#### [TEXT BLOCK]
──────
A team of scientists have conducted marine biodiversity research around the Island of St Helena with a team of UK based and St Helenian scientists.
The research team have spent four days surveying and sampling around the South Atlantic island of St Helena before investigating the Sysoev (Bagration) and Bonaparte seamounts – underwater seafloor mountains. The marine biodiversity research is funded by the British Antarctic Survey’s Overseas Development Assistance Programme (UK-ODA) and the UK Government through the Blue Belt Programme.
In order to create a high-resolution map of the seafloor during daylight hours, the team used a multi-beam echosounder. They also collected information on the temperature and composition of the sea water, with this being obtained by using a CTD rosette deployed over the side of the ship into the sea to depths of 1000m. They also used a small trawl to sample the biodiversity on the seafloor.
During the night, the scientists mainly sampled the biodiversity of the area using a range of nets cast up to 1000m in depth. Using the maps created from the sonar surveys, the researchers targeted a specific region to sample marine life on the seafloor.
What was the aim of the research?
The marine biodiversity research is working to pull together a complete marine science programme, focusing on the biology of:
- The coastal waters; and
- Sea mounts.
──────
#### [MATERIAL PROVIDED]
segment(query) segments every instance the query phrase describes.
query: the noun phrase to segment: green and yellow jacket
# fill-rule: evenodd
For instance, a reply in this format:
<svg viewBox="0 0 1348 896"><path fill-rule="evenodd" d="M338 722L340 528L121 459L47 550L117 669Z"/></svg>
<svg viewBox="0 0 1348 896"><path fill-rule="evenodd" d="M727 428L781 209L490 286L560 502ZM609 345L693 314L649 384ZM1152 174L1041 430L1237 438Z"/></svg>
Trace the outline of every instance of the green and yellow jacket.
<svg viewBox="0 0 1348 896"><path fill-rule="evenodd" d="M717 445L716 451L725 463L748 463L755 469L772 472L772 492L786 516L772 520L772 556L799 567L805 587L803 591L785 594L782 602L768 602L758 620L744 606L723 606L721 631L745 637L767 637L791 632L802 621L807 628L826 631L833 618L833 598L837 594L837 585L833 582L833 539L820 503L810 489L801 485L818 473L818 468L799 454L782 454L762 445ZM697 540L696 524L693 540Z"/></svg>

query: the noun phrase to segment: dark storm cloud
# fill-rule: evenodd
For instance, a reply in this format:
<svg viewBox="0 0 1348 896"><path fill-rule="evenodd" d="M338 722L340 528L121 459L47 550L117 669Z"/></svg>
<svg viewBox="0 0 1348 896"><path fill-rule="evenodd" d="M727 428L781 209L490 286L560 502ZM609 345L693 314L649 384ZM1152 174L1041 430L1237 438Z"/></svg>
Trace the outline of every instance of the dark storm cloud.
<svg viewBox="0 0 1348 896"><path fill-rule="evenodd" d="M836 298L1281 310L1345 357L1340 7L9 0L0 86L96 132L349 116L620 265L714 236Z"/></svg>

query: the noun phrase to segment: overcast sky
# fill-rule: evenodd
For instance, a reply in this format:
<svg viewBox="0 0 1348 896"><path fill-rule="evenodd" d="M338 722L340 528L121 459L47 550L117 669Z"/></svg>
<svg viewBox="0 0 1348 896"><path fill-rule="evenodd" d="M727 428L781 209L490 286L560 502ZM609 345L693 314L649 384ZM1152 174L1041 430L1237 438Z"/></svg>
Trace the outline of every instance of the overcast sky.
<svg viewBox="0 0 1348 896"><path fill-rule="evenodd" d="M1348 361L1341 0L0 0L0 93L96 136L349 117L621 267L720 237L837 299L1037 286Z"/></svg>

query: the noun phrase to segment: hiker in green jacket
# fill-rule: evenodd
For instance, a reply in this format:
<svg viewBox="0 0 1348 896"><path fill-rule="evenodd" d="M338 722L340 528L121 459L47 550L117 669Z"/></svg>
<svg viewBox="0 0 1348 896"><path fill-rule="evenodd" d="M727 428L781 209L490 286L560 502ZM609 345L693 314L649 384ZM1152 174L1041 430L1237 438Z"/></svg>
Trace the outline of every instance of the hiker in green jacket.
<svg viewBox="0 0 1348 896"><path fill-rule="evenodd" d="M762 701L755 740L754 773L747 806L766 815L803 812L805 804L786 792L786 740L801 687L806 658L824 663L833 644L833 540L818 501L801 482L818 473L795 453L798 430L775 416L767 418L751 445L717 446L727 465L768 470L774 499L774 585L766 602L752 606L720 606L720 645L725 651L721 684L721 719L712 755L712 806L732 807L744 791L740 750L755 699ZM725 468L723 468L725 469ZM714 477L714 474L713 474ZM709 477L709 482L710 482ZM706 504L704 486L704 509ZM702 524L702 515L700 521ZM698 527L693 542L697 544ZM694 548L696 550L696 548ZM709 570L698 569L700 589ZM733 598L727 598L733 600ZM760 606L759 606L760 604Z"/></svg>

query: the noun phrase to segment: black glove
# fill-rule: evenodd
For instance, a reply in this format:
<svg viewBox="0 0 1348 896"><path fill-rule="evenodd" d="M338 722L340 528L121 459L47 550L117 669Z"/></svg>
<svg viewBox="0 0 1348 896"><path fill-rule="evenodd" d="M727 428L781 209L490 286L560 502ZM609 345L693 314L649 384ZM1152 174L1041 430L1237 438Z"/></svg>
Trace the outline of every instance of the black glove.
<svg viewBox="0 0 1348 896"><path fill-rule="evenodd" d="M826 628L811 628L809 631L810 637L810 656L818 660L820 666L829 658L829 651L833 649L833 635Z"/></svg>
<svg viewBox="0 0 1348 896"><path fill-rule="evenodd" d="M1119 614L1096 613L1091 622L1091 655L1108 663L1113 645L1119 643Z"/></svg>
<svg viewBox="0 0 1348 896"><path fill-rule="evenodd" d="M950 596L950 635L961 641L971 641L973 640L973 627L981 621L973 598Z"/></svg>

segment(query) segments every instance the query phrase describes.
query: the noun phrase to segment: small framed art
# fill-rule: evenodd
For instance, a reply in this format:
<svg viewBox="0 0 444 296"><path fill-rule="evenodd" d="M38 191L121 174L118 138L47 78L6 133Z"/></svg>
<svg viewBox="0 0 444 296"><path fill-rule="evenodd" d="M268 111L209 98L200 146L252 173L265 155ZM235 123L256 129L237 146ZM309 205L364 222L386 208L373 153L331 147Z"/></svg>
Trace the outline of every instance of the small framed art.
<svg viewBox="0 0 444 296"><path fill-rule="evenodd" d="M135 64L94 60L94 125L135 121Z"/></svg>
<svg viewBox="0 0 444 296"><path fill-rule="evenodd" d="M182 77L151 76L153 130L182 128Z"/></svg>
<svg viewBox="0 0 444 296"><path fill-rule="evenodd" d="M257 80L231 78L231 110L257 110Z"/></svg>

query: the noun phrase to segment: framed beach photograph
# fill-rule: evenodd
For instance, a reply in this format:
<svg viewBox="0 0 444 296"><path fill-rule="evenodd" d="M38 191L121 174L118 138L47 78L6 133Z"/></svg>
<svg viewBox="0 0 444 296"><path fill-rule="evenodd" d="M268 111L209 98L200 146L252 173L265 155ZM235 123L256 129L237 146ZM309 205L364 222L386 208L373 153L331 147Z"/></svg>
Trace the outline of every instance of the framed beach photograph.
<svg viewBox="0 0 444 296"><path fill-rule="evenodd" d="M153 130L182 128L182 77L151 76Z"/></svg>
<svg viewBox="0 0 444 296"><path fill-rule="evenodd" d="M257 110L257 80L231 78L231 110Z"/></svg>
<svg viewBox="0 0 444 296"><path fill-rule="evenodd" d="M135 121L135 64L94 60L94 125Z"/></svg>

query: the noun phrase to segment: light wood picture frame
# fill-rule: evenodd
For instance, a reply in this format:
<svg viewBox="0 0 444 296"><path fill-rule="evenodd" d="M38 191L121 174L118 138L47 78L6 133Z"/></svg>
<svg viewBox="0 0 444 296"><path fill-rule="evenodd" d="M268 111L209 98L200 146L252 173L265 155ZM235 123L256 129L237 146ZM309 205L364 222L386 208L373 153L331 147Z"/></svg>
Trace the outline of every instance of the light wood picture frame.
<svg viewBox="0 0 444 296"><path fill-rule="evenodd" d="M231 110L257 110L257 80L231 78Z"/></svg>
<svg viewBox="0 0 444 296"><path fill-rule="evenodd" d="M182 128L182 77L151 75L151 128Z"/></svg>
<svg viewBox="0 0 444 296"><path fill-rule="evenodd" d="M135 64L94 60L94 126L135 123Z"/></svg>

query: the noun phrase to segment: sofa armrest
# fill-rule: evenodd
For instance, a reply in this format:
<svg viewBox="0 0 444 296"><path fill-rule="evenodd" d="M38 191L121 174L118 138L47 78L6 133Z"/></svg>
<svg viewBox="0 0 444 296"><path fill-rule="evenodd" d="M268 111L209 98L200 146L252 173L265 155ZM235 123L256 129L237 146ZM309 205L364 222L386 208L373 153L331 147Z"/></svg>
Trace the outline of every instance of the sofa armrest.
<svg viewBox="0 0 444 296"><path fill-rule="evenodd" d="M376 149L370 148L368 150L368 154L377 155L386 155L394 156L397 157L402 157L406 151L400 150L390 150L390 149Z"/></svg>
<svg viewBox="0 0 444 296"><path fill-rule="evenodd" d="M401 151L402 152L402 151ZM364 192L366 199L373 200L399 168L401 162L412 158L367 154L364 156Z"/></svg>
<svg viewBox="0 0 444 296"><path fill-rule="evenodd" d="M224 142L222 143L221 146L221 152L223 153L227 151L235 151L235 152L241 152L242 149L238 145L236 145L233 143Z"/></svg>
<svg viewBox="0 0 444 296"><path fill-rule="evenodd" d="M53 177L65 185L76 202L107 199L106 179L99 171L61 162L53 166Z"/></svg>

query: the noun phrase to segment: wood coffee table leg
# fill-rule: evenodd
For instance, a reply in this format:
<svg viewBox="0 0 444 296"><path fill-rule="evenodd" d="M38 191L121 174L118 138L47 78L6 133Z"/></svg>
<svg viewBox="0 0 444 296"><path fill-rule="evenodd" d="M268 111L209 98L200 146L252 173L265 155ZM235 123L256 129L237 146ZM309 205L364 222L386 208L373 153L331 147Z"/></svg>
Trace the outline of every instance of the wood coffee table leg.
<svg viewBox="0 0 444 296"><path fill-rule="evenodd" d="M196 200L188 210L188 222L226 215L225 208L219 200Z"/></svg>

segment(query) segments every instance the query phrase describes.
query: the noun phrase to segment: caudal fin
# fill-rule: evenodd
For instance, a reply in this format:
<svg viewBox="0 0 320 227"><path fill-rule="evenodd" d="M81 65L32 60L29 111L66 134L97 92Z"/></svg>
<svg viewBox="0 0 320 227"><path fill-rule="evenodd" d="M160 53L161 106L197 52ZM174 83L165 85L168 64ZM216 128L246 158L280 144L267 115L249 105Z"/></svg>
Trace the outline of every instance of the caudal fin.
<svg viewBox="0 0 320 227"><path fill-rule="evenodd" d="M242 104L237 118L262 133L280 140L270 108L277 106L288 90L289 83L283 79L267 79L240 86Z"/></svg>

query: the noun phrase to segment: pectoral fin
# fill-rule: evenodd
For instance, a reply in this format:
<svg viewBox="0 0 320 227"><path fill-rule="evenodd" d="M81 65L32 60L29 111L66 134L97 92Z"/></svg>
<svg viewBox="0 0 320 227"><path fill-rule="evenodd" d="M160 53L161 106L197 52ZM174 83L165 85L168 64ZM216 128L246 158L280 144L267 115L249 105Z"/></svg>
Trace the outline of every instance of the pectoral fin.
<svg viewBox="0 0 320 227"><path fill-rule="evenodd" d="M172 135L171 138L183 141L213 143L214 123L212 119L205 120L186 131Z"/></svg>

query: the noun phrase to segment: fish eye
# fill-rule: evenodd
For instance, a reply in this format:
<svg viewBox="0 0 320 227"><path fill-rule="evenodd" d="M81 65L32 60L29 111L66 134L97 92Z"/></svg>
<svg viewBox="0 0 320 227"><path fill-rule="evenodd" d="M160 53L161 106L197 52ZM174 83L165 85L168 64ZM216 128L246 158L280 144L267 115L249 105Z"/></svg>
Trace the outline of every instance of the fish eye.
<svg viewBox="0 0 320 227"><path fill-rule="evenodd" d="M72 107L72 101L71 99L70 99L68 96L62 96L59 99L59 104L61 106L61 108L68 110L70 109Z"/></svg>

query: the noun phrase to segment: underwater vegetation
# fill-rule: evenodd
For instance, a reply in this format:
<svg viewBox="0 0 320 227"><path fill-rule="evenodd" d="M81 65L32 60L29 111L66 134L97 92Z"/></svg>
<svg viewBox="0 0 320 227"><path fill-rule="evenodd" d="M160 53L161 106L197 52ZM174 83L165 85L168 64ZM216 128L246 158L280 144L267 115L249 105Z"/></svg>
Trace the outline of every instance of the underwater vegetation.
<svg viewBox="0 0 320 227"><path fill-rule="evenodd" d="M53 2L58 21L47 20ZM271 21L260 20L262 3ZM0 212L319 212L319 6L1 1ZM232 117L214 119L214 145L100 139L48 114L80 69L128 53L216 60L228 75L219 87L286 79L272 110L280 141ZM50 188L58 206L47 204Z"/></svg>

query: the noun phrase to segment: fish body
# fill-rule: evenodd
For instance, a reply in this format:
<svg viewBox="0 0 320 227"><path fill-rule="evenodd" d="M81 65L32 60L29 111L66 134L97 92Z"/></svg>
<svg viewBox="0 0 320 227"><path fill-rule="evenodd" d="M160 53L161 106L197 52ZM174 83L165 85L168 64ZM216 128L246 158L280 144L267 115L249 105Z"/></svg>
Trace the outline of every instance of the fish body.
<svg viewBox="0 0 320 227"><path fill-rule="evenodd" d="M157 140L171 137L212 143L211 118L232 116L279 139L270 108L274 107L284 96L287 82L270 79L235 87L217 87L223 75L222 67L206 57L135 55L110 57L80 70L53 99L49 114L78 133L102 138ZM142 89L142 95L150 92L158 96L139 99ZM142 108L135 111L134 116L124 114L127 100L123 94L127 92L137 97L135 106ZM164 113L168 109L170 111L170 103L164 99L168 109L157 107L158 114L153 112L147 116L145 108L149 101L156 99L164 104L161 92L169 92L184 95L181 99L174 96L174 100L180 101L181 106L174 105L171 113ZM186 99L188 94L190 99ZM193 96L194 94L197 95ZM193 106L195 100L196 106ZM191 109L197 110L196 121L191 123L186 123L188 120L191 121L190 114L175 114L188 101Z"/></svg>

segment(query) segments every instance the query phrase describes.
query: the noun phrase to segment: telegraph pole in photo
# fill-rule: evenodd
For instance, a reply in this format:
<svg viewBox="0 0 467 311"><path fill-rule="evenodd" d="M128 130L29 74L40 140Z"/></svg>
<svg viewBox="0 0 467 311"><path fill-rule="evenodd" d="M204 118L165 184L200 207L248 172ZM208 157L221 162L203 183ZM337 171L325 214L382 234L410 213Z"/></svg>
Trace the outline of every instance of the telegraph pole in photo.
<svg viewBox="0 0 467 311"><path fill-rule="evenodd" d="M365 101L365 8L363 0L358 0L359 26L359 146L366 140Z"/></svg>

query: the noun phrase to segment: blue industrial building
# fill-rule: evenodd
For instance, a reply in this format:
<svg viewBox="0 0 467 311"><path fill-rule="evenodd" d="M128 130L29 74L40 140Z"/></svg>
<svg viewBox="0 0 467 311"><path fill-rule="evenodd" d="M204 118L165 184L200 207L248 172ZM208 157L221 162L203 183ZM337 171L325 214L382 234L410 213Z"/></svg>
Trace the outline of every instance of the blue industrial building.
──────
#### [EXERCISE REQUIREMENTS]
- A) Summarize the text about marine research near St Helena in two sentences.
- B) From the text about marine research near St Helena, copy the part from "What was the" to "- Sea mounts.", renaming "coastal waters" to "shoreline waters".

#### [ANSWERS BELOW]
- A) A team of UK-based and St Helenian scientists studied marine biodiversity around St Helena and the Sysoev (Bagration) and Bonaparte seamounts, with funding from the British Antarctic Survey's UK-ODA programme and the UK Government's Blue Belt Programme. By day they mapped the seafloor with a multi-beam echosounder, tested sea water with a CTD rosette and trawled the seafloor, and at night they sampled marine life with nets down to 1000m, all part of building a science program on coastal waters and seamounts.

- B)
What was the aim of the research?
The marine biodiversity research is working to pull together a complete marine science programme, focusing on the biology of:
- The shoreline waters; and
- Sea mounts.